:: VORGEGEBENER TEXT ::
Diese positiven Entwicklungen Anfang Mai können noch nicht von der am 23. April eingeführten sogenannten Bundesnotbremse stammen, da solche Maßnahmen erst nach etwa 10 bis 14 Tagen ihre Wirkung entfalten. Daher ist der Impffortschritt die entscheidende Einflussgröße. Während im ersten Quartal die Erstimpfquote nur etwa 10% betrug, steigerte sie sich im April um 15%, wird wahrscheinlich im Mai weitere 20-25% erreichen und somit Ende Mai bei etwa 45% stehen.

:: AUSZUFÜHRENDE AUFGABEN ::
a – Schreiben Sie aus dem Text über den Impffortschritt den Abschnitt von „Diese positiven Entwicklungen“ bis einschließlich „etwa 45% stehen.“ wortgetreu ab.
b – Beantworten Sie anhand des Textes über den Impffortschritt die folgenden Fragen:
(i) An welchem Tag wurde die sogenannte Bundesnotbremse eingeführt?
(ii) Wie hoch war die Erstimpfquote im ersten Quartal?
(iii) Bei welchem Wert soll die Erstimpfquote Ende Mai etwa stehen?
c – Führen Sie den Text über den Impffortschritt im Anschluss an seinen letzten Satz weiter.

:: UNTERSUCHTE DATEN ::

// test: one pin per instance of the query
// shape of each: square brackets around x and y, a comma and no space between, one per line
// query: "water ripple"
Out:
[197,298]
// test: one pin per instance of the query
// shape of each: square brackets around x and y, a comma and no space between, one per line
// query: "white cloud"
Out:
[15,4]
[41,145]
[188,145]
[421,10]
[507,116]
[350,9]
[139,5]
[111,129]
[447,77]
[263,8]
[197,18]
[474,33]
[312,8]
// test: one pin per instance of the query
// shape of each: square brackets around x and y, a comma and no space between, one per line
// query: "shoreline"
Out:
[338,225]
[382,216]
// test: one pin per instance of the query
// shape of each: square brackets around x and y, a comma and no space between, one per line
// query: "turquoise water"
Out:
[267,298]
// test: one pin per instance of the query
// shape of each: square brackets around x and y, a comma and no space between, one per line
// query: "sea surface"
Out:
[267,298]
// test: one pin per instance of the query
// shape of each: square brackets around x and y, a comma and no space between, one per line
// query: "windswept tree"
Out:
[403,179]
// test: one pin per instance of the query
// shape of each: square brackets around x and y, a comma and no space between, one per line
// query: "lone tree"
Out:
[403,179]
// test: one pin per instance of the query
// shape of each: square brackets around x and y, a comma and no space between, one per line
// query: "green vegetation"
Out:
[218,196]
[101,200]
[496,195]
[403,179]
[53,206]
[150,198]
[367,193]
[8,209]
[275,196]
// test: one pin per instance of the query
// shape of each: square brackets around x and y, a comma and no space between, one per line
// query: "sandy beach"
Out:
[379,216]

:: ANTWORTEN ::
a –
Diese positiven Entwicklungen Anfang Mai können noch nicht von der am 23. April eingeführten sogenannten Bundesnotbremse stammen, da solche Maßnahmen erst nach etwa 10 bis 14 Tagen ihre Wirkung entfalten. Daher ist der Impffortschritt die entscheidende Einflussgröße. Während im ersten Quartal die Erstimpfquote nur etwa 10% betrug, steigerte sie sich im April um 15%, wird wahrscheinlich im Mai weitere 20-25% erreichen und somit Ende Mai bei etwa 45% stehen.

b –
(i) Am 23. April.
(ii) Etwa 10%.
(iii) Bei etwa 45%.

c –
Als Verstärkung[1]des Argument für unsere These von der Hauptwirkung durch die Impfungen soll auf die parallele Entwicklung in Großbritannien (GB) hingewiesen werden. Der Schwellenwert von etwa 20-25% Erstimpfungen in der Bevölkerung wurden im Vereinigten Königreich Mitte Februar und in Deutschland (DE) Ende April erreicht. Danach sind in Großbritannien die Werte für die Infizierten und die Todesfälle deutlich gefallen und seit Anfang April sind die Inzidenzen klar unter 50. Zusätzlich hatte Großbritannien im Februar sogar einen stärkeren Lockdown als wir heute (Stringency Index bei worldometer : GB Mitte Februar 88, DE Anfang Mai 75).

Unsere Modellprognosen sind somit durch die beiden zusätzlichen Begründungen abgesichert. Im Juni werden die Inzidenzen wahrscheinlich klar unter 35 fallen. Man vergleiche dazu Tabelle 1. Wenn sich das Impftempo durch die Einbeziehung der Haus- und Betriebsärzte und bei ausreichender Impfstoffversorgung noch erhöht, könnten sich die Inzidenzen sogar noch schneller verringern.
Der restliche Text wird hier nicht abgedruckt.